> **Directions for this task**
Your answer must be the full set of entries, reproduced exactly.

Provided material START

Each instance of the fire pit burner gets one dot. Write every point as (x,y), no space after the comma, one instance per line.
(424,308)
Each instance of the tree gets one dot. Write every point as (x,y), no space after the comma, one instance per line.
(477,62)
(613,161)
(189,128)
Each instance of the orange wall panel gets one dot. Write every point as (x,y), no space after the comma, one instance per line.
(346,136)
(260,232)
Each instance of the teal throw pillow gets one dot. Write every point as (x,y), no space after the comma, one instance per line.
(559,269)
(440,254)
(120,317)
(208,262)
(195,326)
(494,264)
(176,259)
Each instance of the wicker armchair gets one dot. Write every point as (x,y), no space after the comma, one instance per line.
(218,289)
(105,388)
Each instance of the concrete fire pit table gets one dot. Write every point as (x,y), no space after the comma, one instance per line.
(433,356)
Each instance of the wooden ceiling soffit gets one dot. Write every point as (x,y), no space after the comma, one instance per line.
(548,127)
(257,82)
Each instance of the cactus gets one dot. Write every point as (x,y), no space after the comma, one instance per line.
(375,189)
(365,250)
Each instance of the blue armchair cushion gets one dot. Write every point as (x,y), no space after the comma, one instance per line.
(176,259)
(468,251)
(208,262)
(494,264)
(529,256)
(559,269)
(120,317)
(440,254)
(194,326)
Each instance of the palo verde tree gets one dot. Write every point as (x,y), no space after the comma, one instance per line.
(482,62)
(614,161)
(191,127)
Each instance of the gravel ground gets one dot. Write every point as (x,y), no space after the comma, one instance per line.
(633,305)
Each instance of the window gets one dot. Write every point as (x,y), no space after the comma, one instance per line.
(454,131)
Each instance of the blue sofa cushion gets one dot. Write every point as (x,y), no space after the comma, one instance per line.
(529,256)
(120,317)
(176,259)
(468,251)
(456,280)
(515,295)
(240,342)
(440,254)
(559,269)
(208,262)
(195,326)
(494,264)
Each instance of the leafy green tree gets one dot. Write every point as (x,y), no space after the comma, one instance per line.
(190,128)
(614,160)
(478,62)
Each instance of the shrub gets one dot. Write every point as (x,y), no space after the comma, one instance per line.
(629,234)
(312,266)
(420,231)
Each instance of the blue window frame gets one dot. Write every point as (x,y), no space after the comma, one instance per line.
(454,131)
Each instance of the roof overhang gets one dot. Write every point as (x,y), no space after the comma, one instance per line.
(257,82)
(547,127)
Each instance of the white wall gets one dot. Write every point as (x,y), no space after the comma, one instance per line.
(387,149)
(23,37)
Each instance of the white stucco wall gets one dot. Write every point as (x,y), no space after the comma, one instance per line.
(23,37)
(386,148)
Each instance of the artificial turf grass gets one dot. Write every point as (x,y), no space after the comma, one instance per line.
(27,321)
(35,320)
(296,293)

Provided material END

> **Written response**
Each instance of the fire pit burner gets one dot. Write every point as (x,y), no space after the comma, one instance per line.
(424,308)
Each instance of the tree gets one dot. Write every point as (x,y), no space after the comma, one instance per line.
(477,62)
(613,161)
(189,128)
Each instance of the orange wall panel gets one dot. Write every point as (x,y), no space after the comma, one instance per line.
(346,136)
(260,232)
Each instance of the teal throw pillow gets one dot. Write every point as (x,y), no space after the comma, one instance per line.
(559,269)
(440,254)
(120,317)
(208,262)
(195,326)
(494,264)
(176,259)
Each instance of the wicker armchair gets one dot. Write every point as (x,y), no space after the comma, one instance per line.
(218,289)
(105,388)
Each instance of the concrete fire pit table gets one dot. Write every point as (x,y), no space after the comma, one instance per line.
(433,356)
Each instance of the wooden ceiling soffit gets one dot. Write every point as (x,y), no space after the comma, one instance per line.
(548,127)
(257,82)
Each instance of the cactus gets one dot. Write every point as (x,y), no space after the comma, one instance per line.
(375,189)
(365,250)
Each instance of the blue armchair cushion gets one dot. Write every point as (x,y), no space after the comma, one instance per line.
(176,259)
(468,251)
(208,262)
(494,264)
(529,256)
(559,269)
(120,317)
(440,254)
(194,326)
Each instance of the palo verde tree gets one dot. Write every point as (x,y), no space after the comma, one instance per line.
(482,62)
(614,161)
(191,127)
Each instance of the gravel ground gets one dot. Write every point as (x,y), no space after the comma, one instance per line.
(633,305)
Each instance of the window gets one dot. Write every point as (x,y), no space after the comma, one instance per line.
(454,131)
Each instance of the blue sofa cushion gets one dot. Write every point as (x,y), no space after the comma, one instance per line.
(529,256)
(120,317)
(176,259)
(468,251)
(456,280)
(515,295)
(240,342)
(440,254)
(559,269)
(208,262)
(195,326)
(494,264)
Each instance of the leafy green tree gets one dot. Write every point as (x,y), no space after the comma, one instance per line.
(190,128)
(614,160)
(478,62)
Each instance of the shrub gets one dot. Write every point as (x,y), no space after the comma, one instance per line.
(629,234)
(312,266)
(420,231)
Each instance of the blue window frame gets one dot. Write every point as (x,y), no space after the comma, one instance per line.
(454,131)
Each instance of the roof overhang gets one dot. Write every point as (x,y), no space after the comma, one instance per line.
(257,82)
(547,127)
Each instance of the white wall gets one dot. Write every point as (x,y), no space after the comma, one instance per line.
(387,149)
(23,37)
Each instance of the white stucco wall gets one dot. Write every point as (x,y), no space after the comma, one instance per line.
(23,37)
(386,148)
Each instance of the artificial turf grass gets one dot. Write every point as (x,y), no space after the comma, one instance per line.
(27,321)
(35,320)
(296,293)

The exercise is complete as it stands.